Lay out the following lines as a numbered list, leaving out any blank lines.
START Given entries
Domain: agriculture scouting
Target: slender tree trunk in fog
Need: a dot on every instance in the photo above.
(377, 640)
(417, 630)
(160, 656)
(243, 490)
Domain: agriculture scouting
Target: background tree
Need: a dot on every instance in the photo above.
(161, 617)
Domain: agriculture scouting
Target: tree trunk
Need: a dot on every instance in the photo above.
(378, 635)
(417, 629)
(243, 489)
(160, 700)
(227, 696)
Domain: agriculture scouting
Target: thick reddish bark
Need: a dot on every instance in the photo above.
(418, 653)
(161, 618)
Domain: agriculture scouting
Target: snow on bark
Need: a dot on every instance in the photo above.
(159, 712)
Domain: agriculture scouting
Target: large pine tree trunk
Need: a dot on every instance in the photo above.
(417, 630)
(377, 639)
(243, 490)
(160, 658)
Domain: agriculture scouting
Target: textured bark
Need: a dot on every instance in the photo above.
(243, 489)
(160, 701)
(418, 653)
END Given entries
__Solution for this exercise__.
1. Domain: agriculture scouting
2. Target: slender tree trunk in fog
3. Need: a dot on every instance in the photo above.
4. (377, 640)
5. (417, 630)
6. (160, 656)
7. (243, 490)
8. Domain: agriculture scouting
9. Target: background tree
10. Need: a dot on every instance in the photo above.
11. (161, 617)
12. Domain: agriculture scouting
13. Target: tree trunk
14. Need: a dot on every instance in the photo above.
15. (378, 635)
16. (417, 629)
17. (243, 489)
18. (160, 700)
19. (227, 696)
20. Domain: agriculture scouting
21. Target: thick reddish bark
22. Need: a dot on every instance in the photo above.
23. (418, 653)
24. (161, 618)
25. Domain: agriculture scouting
26. Target: snow on bark
27. Need: a dot on every instance in the photo above.
28. (159, 712)
29. Domain: agriculture scouting
30. Target: large pine tree trunk
31. Need: a dot on every instance in the photo above.
32. (417, 630)
33. (377, 639)
34. (243, 490)
35. (160, 658)
36. Domain: agriculture scouting
37. Target: textured bark
38. Need: a dot on every instance in the photo above.
39. (243, 489)
40. (160, 701)
41. (418, 653)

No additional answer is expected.